■ **Trecho fornecido**

Nas mãos outrora calosas do nosso doutor Juiz – a transição para a condição atual de suas mãos poderia ser uma alegoria para explicar, aos mais providos de erudição, o mito de Fausto, aquele que vendeu a alma ao diabo para subir na vida – o charuto descansa tranqüilo enquanto a cinza se acumula, fazendo contraponto às pedras de gelo que derretam lentamente, banhadas por um dourado uísque doze anos de fina procedência.
“Diga-me, Doutor, esse árduo labor que o senhor desenvolve ao longo dos seus estafantes dias é para semear Justiça?” Quase recuo ante o olhar investigador que ele me lança – isso é lá coisa que se pergunte assim, como quem não quer nada, em uma mesa de restaurante, plena sexta-feira? Quando muito, talvez, quem sabe, numa palestra para estudantes de Direito, dando ensejo a um longo rosário de citações convenientemente catadas aqui e acolá pelos estagiários de plantão de seu gabinete!
“Na verdade, meu caro, para ser mais preciso, é semear o cumprimento da lei, e em semeando o cumprimento da lei, fazer Justiça.” É um “uppercut”, sem dúvida, essa resposta. Quase um nocaute. Não posso negar que a frase bem construída, sua forma, é que foi mais contundente. Sumamente retórica. E o “meu caro”? Quanta condescendência! E quanta inveja - como negar - de minha parte, pelo fraseado. As volutas da fumaça do charuto sobem, preguiçosamente, enquanto o silêncio se estabelece. Os comensais estão atentos: vai se dar, esse perguntador, por satisfeito? -, perguntam-se eles.
“Mas Doutor toda a lei, para o senhor, é justa?” Agora percebo, sinto, quase toco o constrangimento de todos. Aliás, todos me olham um olhar de censura. Há uma tensão no ar. De um lado, o Poder e seus comensais, travestidos de advogados, a beberem o sumo da saliva desembargatória. Do outro, sozinho, incômodo, eu, a perguntar e provocar, selando meu futuro ostracismo, já que serei condenado inapelavelmente a não compartilhar mais a mesa em torno da qual me sento, por vias oblíquas de desconvites e esquecimentos.
“Quando não é justa nós a tornamos, através dos princípios constitucionais.” Vê-se, agora, um ar de irritação mal disfarçada na face do doutor Juiz. “O que pretende esse rapaz?”, quiçá pergunta-se ele. “Colocar-me em contradição?” “Era só o que me faltava!” “E eu que contava passar uma noite prazerosa.” “Ô cara chato!” Os advogados, agora, desconversam, um olho em mim, outro no doutor Juiz. Claro que não se pode negar a curiosidade, mesclada com doses maciças de constrangimento.

■ **Instrução 1**
Reproduza as linhas começando pela que contém "the black athletic" e indo até a última delas, substituindo "set a pin" por "place a marker" e mantendo todo o resto igual.
■ **Instrução 2**
Estenda o texto sobre a conversa com o doutor Juiz, começando logo depois de onde ele termina.
O texto sobre a conversa com o doutor Juiz não tem relação nenhuma com as linhas.

■ **Dados armazenados**
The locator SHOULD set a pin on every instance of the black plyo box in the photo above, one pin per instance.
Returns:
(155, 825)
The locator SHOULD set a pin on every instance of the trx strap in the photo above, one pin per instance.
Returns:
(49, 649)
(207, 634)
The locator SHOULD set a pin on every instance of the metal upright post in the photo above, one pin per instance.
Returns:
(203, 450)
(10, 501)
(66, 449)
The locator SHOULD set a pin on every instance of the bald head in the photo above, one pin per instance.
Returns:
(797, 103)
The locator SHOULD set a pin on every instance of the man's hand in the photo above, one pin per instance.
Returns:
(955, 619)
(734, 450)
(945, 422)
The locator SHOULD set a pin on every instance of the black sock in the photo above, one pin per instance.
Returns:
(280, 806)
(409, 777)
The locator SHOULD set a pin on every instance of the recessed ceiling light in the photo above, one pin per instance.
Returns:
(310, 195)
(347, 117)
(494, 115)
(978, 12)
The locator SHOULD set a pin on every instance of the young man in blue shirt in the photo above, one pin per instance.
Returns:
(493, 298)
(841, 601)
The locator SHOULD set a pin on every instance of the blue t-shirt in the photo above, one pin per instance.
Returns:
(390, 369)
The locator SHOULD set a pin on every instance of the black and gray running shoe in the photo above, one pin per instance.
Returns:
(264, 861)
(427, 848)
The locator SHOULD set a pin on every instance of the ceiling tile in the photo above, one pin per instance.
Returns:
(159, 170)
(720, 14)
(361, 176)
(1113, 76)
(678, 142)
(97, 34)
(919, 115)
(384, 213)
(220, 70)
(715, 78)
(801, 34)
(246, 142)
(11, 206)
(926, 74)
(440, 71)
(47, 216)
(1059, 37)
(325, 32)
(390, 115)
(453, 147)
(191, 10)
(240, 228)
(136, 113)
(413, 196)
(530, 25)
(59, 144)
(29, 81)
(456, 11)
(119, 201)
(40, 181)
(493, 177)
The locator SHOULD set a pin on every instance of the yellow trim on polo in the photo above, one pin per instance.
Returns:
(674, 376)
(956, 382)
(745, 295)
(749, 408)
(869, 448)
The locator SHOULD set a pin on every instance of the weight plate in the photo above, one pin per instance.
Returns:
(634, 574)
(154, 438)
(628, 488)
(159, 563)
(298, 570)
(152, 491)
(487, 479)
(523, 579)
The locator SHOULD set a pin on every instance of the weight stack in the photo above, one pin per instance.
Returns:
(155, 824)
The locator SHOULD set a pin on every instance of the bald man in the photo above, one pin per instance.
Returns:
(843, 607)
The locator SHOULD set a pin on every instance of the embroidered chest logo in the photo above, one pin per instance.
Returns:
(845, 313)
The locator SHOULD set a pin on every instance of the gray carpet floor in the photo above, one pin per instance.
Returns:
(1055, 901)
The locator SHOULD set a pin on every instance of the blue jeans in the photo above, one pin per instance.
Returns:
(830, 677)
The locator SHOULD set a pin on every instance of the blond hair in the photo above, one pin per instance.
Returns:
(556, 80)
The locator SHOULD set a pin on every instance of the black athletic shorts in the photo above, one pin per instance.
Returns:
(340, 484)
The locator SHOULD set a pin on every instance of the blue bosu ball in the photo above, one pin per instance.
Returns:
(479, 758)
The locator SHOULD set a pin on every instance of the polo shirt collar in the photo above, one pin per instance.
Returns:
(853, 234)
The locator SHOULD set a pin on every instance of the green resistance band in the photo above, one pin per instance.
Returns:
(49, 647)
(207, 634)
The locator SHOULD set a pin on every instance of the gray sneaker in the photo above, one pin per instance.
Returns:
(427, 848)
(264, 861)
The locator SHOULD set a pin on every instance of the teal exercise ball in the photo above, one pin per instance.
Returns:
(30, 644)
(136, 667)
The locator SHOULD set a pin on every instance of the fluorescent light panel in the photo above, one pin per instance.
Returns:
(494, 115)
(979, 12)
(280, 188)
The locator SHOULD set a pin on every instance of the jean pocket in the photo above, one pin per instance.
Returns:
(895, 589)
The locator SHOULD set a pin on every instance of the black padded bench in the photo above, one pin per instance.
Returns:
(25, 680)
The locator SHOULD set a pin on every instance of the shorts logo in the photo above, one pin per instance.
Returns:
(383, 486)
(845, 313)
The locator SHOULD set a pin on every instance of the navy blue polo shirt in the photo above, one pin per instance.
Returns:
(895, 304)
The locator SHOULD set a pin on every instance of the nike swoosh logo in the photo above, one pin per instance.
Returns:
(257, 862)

■ **Resultado 1**
The locator SHOULD place a marker on every instance of the black athletic shorts in the photo above, one pin per instance.
Returns:
(340, 484)
The locator SHOULD place a marker on every instance of the blue bosu ball in the photo above, one pin per instance.
Returns:
(479, 758)
The locator SHOULD place a marker on every instance of the polo shirt collar in the photo above, one pin per instance.
Returns:
(853, 234)
The locator SHOULD place a marker on every instance of the green resistance band in the photo above, one pin per instance.
Returns:
(49, 647)
(207, 634)
The locator SHOULD place a marker on every instance of the gray sneaker in the photo above, one pin per instance.
Returns:
(427, 848)
(264, 861)
The locator SHOULD place a marker on every instance of the teal exercise ball in the photo above, one pin per instance.
Returns:
(30, 644)
(136, 667)
The locator SHOULD place a marker on every instance of the fluorescent light panel in the photo above, one pin per instance.
Returns:
(494, 115)
(979, 12)
(280, 188)
The locator SHOULD place a marker on every instance of the jean pocket in the photo above, one pin per instance.
Returns:
(895, 589)
The locator SHOULD place a marker on every instance of the black padded bench in the photo above, one pin per instance.
Returns:
(25, 680)
The locator SHOULD place a marker on every instance of the shorts logo in the photo above, one pin per instance.
Returns:
(383, 486)
(845, 313)
The locator SHOULD place a marker on every instance of the navy blue polo shirt in the photo above, one pin per instance.
Returns:
(895, 304)
The locator SHOULD place a marker on every instance of the nike swoosh logo in the photo above, one pin per instance.
Returns:
(257, 862)

■ **Resultado 2**
“Então, Doutor, para que o senhor identifique uma lei como injusta, penso que é necessário sabermos o que é o justo. E o que é o justo?” O doutor Juiz ri. Ou faz que ri. Olha de lado. Acena freneticamente para um transeunte, pedindo para ele esperar. Bate a cinza do charuto. Levanta-se. Diz que gostaria de continuar a conversa, está muito boa, muito filosófica, do seu gosto, mas precisa falar com aquele seu amigo. E, quase saindo, olha para mim, e me diz que em outra hora, quem sabe, em outro “happy-hour”, a conversa continuará e chegará a bom termo. Dá um até logo apressado e vai para longe, bem longe, a sacudir a cinza do seu charuto, de um curto passado de perguntas incômodas.
É hora de administrar o ressentimento dos comensais do Poder.
2 comentários:
Honorífico, parabéns pela decisão justíssima de sua absolvição. Quem vai pagar pelo constrangimento de tanto tempo sob a espada de Dâmocles? Nem o tempo resgata essa dívida!
Só não entendi porque vc fez isso com o coitado? Hoje em dia, criou-se uma certa hipocrisia sobre o conhecimento jurídico. As vezes eu penso que a ignorância, sobre esse assunto, criou um ambiente lógico ou, melhor, autopoiético. Isso é legal: é um sistema fechado, porém falso. Sabe como é? encadeado, com significantes e significados amplamente difundidos, porém não-verdadeiros.
A classe jurídica (raras exceções) conversa e troca informações sobre um conteúdo, reputando a esse conteúdo a herança da construção jurídica de séculos, sem que os atores nunca tenham entendido nada a respeito.
A nossa classe jurídica criou, pela sua mediocridade, uma nova língua, que spoia num conjunto de idéias que essa classe não conhece.
E tome princípios para cá e para lá, a fundamentar tudo... vivemos a época do Direito gasoso... sem qualquer delineador a emoldurá-lo.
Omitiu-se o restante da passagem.